TASK PROMPT:
Copy out every one of the rows below character for character, omitting the pictures from your answer.
>> BEGIN INPUT DATA
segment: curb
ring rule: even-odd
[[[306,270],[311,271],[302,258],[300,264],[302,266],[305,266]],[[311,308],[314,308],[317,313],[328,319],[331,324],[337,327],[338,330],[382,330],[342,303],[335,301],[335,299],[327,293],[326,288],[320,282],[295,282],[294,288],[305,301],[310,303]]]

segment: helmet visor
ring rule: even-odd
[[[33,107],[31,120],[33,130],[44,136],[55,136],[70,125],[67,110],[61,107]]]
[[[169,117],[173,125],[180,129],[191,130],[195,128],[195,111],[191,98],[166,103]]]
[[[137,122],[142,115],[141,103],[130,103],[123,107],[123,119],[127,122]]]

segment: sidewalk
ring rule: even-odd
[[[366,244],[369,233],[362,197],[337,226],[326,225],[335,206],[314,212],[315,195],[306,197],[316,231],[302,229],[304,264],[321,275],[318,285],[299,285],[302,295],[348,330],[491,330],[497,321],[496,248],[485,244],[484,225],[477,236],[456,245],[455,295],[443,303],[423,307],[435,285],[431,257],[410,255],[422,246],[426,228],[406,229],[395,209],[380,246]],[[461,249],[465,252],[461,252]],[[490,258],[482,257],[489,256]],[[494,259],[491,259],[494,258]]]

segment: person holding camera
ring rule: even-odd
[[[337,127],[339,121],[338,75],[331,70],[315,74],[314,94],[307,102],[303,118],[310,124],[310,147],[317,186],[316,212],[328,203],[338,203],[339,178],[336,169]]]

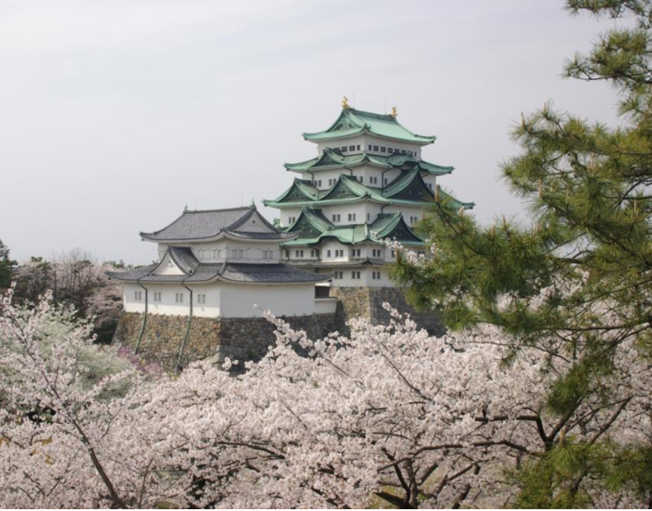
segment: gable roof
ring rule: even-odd
[[[325,149],[320,157],[298,163],[286,163],[283,166],[291,172],[316,172],[319,170],[348,169],[365,164],[384,169],[410,169],[417,166],[422,172],[433,175],[444,175],[455,170],[453,166],[435,165],[409,155],[380,156],[367,152],[343,155],[338,149],[331,148]]]
[[[169,256],[182,274],[156,274]],[[142,283],[208,283],[225,281],[242,283],[312,283],[331,278],[330,273],[306,272],[282,263],[200,263],[187,247],[169,247],[160,263],[126,272],[106,272],[112,279]]]
[[[398,212],[380,214],[371,224],[335,225],[324,217],[321,210],[304,208],[287,231],[299,237],[283,243],[283,247],[314,245],[327,238],[336,239],[344,245],[384,243],[387,238],[397,239],[406,245],[424,244]]]
[[[252,217],[256,216],[270,232],[247,231],[244,228]],[[278,239],[287,235],[268,222],[255,206],[229,208],[225,210],[184,211],[174,221],[154,232],[141,232],[140,237],[150,241],[185,242],[208,240],[228,233],[241,238]]]
[[[385,139],[419,145],[432,144],[435,139],[433,136],[413,133],[401,125],[396,117],[392,115],[373,113],[354,108],[343,109],[340,116],[329,128],[315,133],[304,133],[303,138],[307,140],[318,142],[365,132]]]

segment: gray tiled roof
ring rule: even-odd
[[[246,283],[318,282],[329,279],[329,273],[313,273],[283,264],[223,263],[197,261],[188,247],[171,247],[167,253],[183,271],[182,275],[155,275],[158,266],[149,264],[127,272],[107,272],[111,278],[143,283],[199,283],[215,279]]]
[[[220,271],[224,280],[238,282],[283,283],[319,282],[331,278],[330,273],[313,273],[290,266],[290,264],[249,264],[229,263]]]
[[[153,241],[180,241],[190,239],[206,239],[215,238],[222,231],[242,238],[258,239],[286,239],[287,235],[279,231],[265,220],[264,225],[272,232],[257,233],[238,230],[240,226],[256,213],[255,206],[230,208],[227,210],[204,210],[183,211],[183,213],[168,226],[154,232],[141,232],[140,236]]]

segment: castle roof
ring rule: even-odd
[[[404,245],[424,244],[405,222],[401,213],[380,214],[371,224],[335,225],[324,216],[321,210],[304,208],[287,231],[299,237],[283,243],[285,247],[319,244],[328,238],[336,239],[344,245],[364,242],[384,244],[388,238]]]
[[[107,272],[112,279],[139,283],[208,283],[224,281],[240,283],[311,283],[329,279],[330,273],[314,273],[305,272],[283,264],[249,264],[249,263],[200,263],[186,247],[170,247],[165,256],[174,262],[181,270],[180,274],[160,274],[157,270],[161,263],[140,266],[126,272]]]
[[[315,172],[318,170],[354,168],[362,165],[371,165],[382,169],[418,167],[425,174],[443,175],[451,174],[455,167],[444,166],[417,159],[409,155],[379,156],[367,152],[355,155],[343,155],[339,149],[327,148],[319,157],[298,163],[286,163],[287,170],[292,172]]]
[[[362,133],[419,145],[432,144],[435,139],[435,137],[413,133],[392,115],[372,113],[354,108],[344,108],[329,128],[315,133],[304,133],[303,137],[307,140],[320,142]]]
[[[253,220],[249,222],[249,220]],[[252,229],[257,226],[266,232]],[[226,210],[184,211],[174,221],[154,232],[141,232],[144,239],[158,242],[208,241],[230,235],[240,239],[282,241],[281,232],[258,213],[255,206]]]
[[[471,209],[473,202],[463,202],[442,192],[453,207]],[[327,190],[318,190],[309,181],[295,178],[292,185],[273,201],[263,201],[272,208],[319,208],[322,205],[344,204],[371,201],[380,204],[397,204],[424,207],[434,202],[434,193],[424,182],[418,167],[403,170],[389,185],[384,188],[367,186],[351,175],[342,174]]]

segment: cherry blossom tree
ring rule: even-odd
[[[268,314],[276,338],[259,363],[170,377],[125,370],[47,301],[28,312],[10,294],[0,506],[511,506],[549,456],[572,464],[597,448],[603,462],[560,491],[586,506],[647,505],[645,481],[618,477],[618,453],[650,435],[650,368],[637,346],[594,380],[602,393],[559,417],[547,399],[572,354],[512,359],[494,327],[433,338],[392,314],[319,340]],[[112,369],[92,374],[93,357]]]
>> END INPUT DATA
EXPECTED OUTPUT:
segment: curb
ring rule: even-odd
[[[306,270],[311,271],[302,258],[300,264],[302,266],[305,266]],[[311,308],[314,308],[317,313],[328,319],[331,324],[337,327],[338,330],[382,330],[342,303],[335,301],[335,299],[327,293],[326,288],[320,282],[295,282],[294,288],[305,301],[310,303]]]

segment: helmet visor
ring rule: even-odd
[[[33,107],[31,120],[33,130],[44,136],[55,136],[70,125],[67,110],[61,107]]]
[[[169,117],[173,125],[180,129],[191,130],[195,128],[195,111],[191,98],[166,103]]]
[[[137,122],[142,115],[141,103],[130,103],[123,107],[123,119],[127,122]]]

segment: sidewalk
ring rule: even-odd
[[[366,244],[369,233],[362,197],[337,226],[326,225],[335,206],[314,212],[315,195],[306,197],[316,231],[302,229],[304,264],[321,275],[318,285],[299,285],[302,295],[348,330],[491,330],[497,321],[496,248],[485,244],[484,225],[477,236],[456,245],[455,295],[443,303],[423,307],[435,285],[431,257],[410,255],[422,246],[426,228],[406,229],[395,209],[380,246]],[[461,249],[465,252],[461,252]],[[490,258],[482,257],[489,256]],[[494,259],[491,259],[494,258]]]

segment: person holding camera
ring rule: even-odd
[[[337,127],[339,121],[338,75],[331,70],[315,74],[314,94],[307,102],[303,118],[310,124],[310,147],[317,186],[316,212],[328,203],[338,203],[339,178],[336,169]]]

segment: gable roof
ring rule: even-odd
[[[325,149],[320,157],[298,163],[286,163],[283,166],[291,172],[316,172],[319,170],[348,169],[365,164],[384,169],[410,169],[417,166],[422,172],[433,175],[444,175],[455,170],[453,166],[435,165],[409,155],[380,156],[367,152],[343,155],[338,149],[331,148]]]
[[[169,256],[182,274],[156,274]],[[142,283],[208,283],[225,281],[242,283],[312,283],[331,278],[330,273],[306,272],[282,263],[200,263],[187,247],[169,247],[160,263],[126,272],[106,272],[112,279]]]
[[[398,212],[380,214],[371,224],[335,225],[324,217],[321,210],[304,208],[287,231],[299,237],[283,243],[283,247],[314,245],[327,238],[336,239],[344,245],[384,243],[387,238],[397,239],[406,245],[424,244]]]
[[[252,217],[256,216],[270,232],[247,231],[244,228]],[[278,239],[287,235],[268,222],[255,206],[229,208],[225,210],[184,211],[174,221],[154,232],[141,232],[140,237],[150,241],[185,242],[208,240],[228,233],[241,238]]]
[[[385,139],[419,145],[432,144],[435,139],[433,136],[413,133],[401,125],[396,117],[392,115],[373,113],[354,108],[343,109],[340,116],[329,128],[315,133],[304,133],[303,138],[307,140],[318,142],[365,132]]]

segment: gray tiled roof
ring rule: even-odd
[[[246,283],[318,282],[329,279],[329,273],[313,273],[283,264],[223,263],[197,261],[188,247],[171,247],[167,253],[183,271],[182,275],[155,275],[158,266],[149,264],[127,272],[107,272],[111,278],[143,283],[199,283],[215,279]]]
[[[220,271],[224,280],[238,282],[283,283],[319,282],[331,278],[330,273],[313,273],[290,266],[290,264],[249,264],[229,263]]]
[[[153,241],[180,241],[190,239],[206,239],[215,238],[222,231],[242,238],[258,239],[286,239],[287,235],[279,231],[265,220],[264,225],[272,232],[257,233],[238,230],[240,226],[256,213],[255,206],[230,208],[227,210],[204,210],[183,211],[183,213],[168,226],[154,232],[141,232],[140,236]]]

segment: castle roof
ring rule: even-odd
[[[404,245],[424,244],[405,222],[401,213],[380,214],[371,224],[335,225],[324,216],[321,210],[304,208],[287,231],[299,237],[283,243],[285,247],[319,244],[328,238],[336,239],[344,245],[364,242],[384,244],[388,238]]]
[[[107,272],[112,279],[139,283],[208,283],[224,281],[240,283],[311,283],[329,279],[330,273],[314,273],[305,272],[283,264],[249,264],[249,263],[200,263],[186,247],[170,247],[165,256],[174,262],[181,270],[180,274],[160,274],[157,270],[161,263],[140,266],[126,272]]]
[[[315,172],[318,170],[354,168],[362,165],[371,165],[382,169],[418,167],[425,174],[443,175],[451,174],[455,167],[444,166],[417,159],[409,155],[379,156],[367,152],[355,155],[343,155],[339,149],[327,148],[319,157],[298,163],[286,163],[287,170],[292,172]]]
[[[362,133],[419,145],[432,144],[435,139],[435,137],[413,133],[392,115],[372,113],[354,108],[344,108],[329,128],[315,133],[304,133],[303,137],[307,140],[320,142]]]
[[[253,220],[249,222],[249,220]],[[252,229],[257,226],[266,232]],[[226,210],[184,211],[174,221],[154,232],[141,232],[144,239],[158,242],[208,241],[230,235],[240,239],[282,241],[281,232],[258,213],[255,206]]]
[[[471,209],[473,202],[463,202],[442,192],[453,207]],[[327,190],[318,190],[309,181],[295,178],[292,185],[273,201],[263,201],[272,208],[319,208],[322,205],[344,204],[371,201],[380,204],[397,204],[424,207],[434,202],[434,193],[424,182],[418,167],[403,170],[389,185],[384,188],[367,186],[351,175],[342,174]]]

segment: cherry blossom tree
ring rule: even-odd
[[[268,314],[276,338],[259,363],[170,377],[125,370],[47,301],[28,312],[10,294],[0,506],[511,506],[549,456],[572,464],[597,448],[603,462],[560,491],[586,506],[647,505],[645,481],[618,477],[618,453],[650,435],[650,368],[637,346],[594,380],[602,393],[559,417],[547,399],[572,354],[512,359],[494,327],[433,338],[392,314],[319,340]],[[112,369],[92,374],[93,357]]]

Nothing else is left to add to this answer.